§ Data for this task
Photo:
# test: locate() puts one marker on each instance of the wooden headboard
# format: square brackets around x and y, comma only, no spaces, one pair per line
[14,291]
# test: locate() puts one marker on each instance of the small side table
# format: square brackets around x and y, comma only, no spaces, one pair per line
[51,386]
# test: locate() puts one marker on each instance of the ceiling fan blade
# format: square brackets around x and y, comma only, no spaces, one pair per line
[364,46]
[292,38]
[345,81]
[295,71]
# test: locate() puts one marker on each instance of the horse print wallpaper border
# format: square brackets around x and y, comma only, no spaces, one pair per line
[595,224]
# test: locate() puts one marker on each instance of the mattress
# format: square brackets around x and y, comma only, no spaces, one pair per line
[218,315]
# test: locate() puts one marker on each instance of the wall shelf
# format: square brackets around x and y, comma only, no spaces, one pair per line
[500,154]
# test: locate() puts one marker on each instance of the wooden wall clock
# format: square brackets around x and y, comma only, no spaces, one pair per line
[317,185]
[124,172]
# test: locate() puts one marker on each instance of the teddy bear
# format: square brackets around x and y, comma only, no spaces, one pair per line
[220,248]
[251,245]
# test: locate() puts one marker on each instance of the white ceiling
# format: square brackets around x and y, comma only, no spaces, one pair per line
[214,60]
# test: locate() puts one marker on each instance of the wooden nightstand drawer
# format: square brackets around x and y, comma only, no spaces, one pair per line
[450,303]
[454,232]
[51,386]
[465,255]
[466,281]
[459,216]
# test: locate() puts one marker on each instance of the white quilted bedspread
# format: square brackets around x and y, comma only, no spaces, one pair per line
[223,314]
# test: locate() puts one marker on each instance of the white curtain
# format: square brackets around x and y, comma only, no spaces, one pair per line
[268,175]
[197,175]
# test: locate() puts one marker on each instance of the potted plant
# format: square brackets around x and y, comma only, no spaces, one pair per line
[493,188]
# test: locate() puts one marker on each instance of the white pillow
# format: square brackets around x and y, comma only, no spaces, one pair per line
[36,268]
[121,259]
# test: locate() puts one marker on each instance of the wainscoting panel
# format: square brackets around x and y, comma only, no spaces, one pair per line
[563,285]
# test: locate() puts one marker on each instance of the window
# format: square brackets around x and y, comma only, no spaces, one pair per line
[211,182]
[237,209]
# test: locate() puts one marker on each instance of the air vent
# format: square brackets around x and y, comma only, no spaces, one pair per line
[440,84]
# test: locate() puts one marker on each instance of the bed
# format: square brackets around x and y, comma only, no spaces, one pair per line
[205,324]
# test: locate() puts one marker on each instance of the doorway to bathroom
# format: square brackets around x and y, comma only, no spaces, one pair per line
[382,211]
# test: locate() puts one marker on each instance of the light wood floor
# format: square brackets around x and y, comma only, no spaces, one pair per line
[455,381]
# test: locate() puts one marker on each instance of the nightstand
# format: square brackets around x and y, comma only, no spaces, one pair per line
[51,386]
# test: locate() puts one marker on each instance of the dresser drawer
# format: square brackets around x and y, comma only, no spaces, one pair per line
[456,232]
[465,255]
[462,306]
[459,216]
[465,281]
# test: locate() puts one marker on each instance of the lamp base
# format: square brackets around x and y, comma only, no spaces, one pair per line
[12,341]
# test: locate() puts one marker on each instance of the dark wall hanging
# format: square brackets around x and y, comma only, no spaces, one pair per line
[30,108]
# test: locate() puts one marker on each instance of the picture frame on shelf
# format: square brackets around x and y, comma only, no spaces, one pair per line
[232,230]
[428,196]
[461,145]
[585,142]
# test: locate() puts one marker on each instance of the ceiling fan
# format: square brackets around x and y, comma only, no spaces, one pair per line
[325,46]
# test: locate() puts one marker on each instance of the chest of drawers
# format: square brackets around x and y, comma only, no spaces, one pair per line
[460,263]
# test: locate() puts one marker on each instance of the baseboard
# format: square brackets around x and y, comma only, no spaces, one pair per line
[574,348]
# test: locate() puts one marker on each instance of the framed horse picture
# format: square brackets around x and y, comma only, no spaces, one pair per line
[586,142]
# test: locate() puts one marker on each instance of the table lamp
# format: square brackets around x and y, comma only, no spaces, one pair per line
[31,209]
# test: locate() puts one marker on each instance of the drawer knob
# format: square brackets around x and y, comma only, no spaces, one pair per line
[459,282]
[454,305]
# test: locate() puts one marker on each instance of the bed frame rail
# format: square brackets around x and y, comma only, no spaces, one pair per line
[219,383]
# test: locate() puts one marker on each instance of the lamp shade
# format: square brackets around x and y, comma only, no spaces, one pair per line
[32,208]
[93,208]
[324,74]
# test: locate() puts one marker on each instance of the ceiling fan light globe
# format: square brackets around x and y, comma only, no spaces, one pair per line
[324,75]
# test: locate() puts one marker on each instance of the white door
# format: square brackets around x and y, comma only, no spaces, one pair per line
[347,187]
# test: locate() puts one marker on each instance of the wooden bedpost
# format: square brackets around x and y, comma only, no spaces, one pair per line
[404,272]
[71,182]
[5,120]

§ What is required
Quote every entry exactly.

§ Answer to the task
Photo:
# test: locate() puts one marker on each instance of the wooden headboard
# format: square brackets around x and y, comma only, no spaces, one pair per line
[14,291]
# test: locate() puts one marker on each instance of the small side table
# format: square brackets around x and y, comma only, no spaces, one pair per line
[51,386]
# test: locate() puts one marker on each instance of the ceiling fan blade
# format: square brackets around x and y, comma only, no spaces, one pair per line
[364,46]
[292,38]
[345,81]
[295,71]
# test: locate() puts one marker on each instance of the horse print wallpaper border
# format: square brackets around x and y, comma only, no spaces, one pair per line
[595,224]
# test: locate() puts one marker on each instance of the mattress
# format: square brackets around x and y, comma only, no spaces, one pair per line
[218,315]
# test: locate() puts one marker on each instance of the wall shelf
# format: square brackets around x and y, comma only, no spaces, one pair per line
[500,154]
# test: locate() puts one marker on each instance of the wooden wall clock
# format: square brackets around x and y, comma only, no spaces, one pair per line
[317,185]
[124,172]
# test: locate() puts one marker on each instance of the teddy bear
# format: square brackets around x and y, comma only, no spaces, one pair per line
[220,248]
[251,245]
# test: locate() puts one marker on each instance of the white ceiling
# format: square brackets around x and y, comma only, no spaces, one pair per line
[214,60]
# test: locate() puts one marker on each instance of the wooden nightstand drawer
# format: square brackets around x and y, comma only, no spaces, one pair per line
[450,303]
[454,232]
[51,386]
[465,255]
[466,281]
[459,216]
# test: locate() puts one marker on each instance of the white quilted bedspread
# format: square brackets around x and y, comma only, no spaces, one pair per line
[223,314]
# test: locate() puts one marker on each instance of the white curtain
# format: square brackets around x and y, comma only, no spaces, one pair per line
[268,175]
[197,175]
# test: locate() puts one marker on each instance of the potted plant
# format: square brackets around x and y, comma only, no spaces, one pair per line
[493,188]
# test: locate() puts one marker on each instance of the white pillow
# format: square brackets around x and y, comma only, no spaces, one pair per line
[36,268]
[121,259]
# test: locate() puts one marker on each instance of the wainscoting panel
# format: square brackets around x and y, comma only, no spaces, one pair per line
[563,285]
# test: locate() puts one marker on each instance of the window
# format: square brackets around x and y, comma only, no spaces, one pair per line
[211,182]
[237,209]
# test: locate() puts one marker on each instance of the air vent
# format: square brackets around x and y, comma only, no spaces, one pair per line
[440,84]
# test: locate() puts one marker on each instance of the bed
# format: square brackets around x and y, comma only, no spaces, one pair per line
[205,324]
# test: locate() puts one marker on each instance of the doorway to bathroom
# format: square brackets around x and y, comma only, no spaces, one pair per line
[382,211]
# test: locate() puts one marker on each instance of the light wood floor
# format: square brackets around x and y, comma only, no spaces, one pair per line
[455,381]
# test: locate() puts one marker on each instance of the nightstand
# format: square brackets around x and y, comma only, no spaces, one pair per line
[51,386]
# test: locate() puts one marker on each instance of the dresser drawer
# format: square brackets around x and y, comma only, no spaces, one pair per line
[456,232]
[465,255]
[462,306]
[459,216]
[465,281]
# test: locate() puts one marker on each instance of the lamp base
# format: square brackets around x and y, comma only, no spaces, one pair per line
[12,341]
# test: locate() puts one marker on each instance of the dark wall hanging
# format: square brackets around x and y, comma only, no spaces, one pair per line
[30,108]
# test: locate() puts one marker on each instance of the picture frame on shelf
# format: square brackets around x and y, comma only, no spaces, one pair per line
[232,230]
[428,196]
[461,145]
[585,142]
# test: locate() puts one marker on each instance of the ceiling fan
# format: square brackets around x and y, comma only, no spaces, one pair per line
[325,46]
# test: locate() puts one marker on each instance of the chest of drawers
# format: square brackets around x and y, comma only, no spaces, one pair per line
[460,263]
# test: locate() puts one marker on each instance of the baseboard
# format: square brackets around x and y, comma only, no spaces, one pair per line
[574,348]
# test: locate() puts one marker on each instance of the framed horse picture
# format: square brackets around x and y, comma only, no spaces, one pair per line
[586,142]
# test: locate() puts one marker on each instance of the table lamp
# format: square brackets around x and y, comma only, no spaces, one pair per line
[31,209]
# test: locate() puts one marker on each instance of the drawer knob
# format: square brackets around x and y, comma only, no spaces, one pair per line
[459,282]
[454,305]
# test: locate() puts one marker on each instance of the bed frame rail
# format: square brackets around x and y, comma only, no spaces, one pair per line
[219,383]
# test: locate() puts one marker on each instance of the lamp shade
# format: square brackets around x and y, comma only, no spaces, one pair per line
[32,208]
[93,208]
[324,74]
# test: locate() puts one marker on each instance of the ceiling fan light globe
# format: square brackets around x and y, comma only, no spaces, one pair per line
[324,75]
# test: locate() puts one marker on each instance of the white door
# format: square brackets around x and y, comma only, no spaces, one pair per line
[347,187]
# test: locate() puts one marker on each instance of the wooden bedpost
# format: square brackets around x and y, comma only, no spaces, one pair per line
[404,272]
[71,182]
[5,120]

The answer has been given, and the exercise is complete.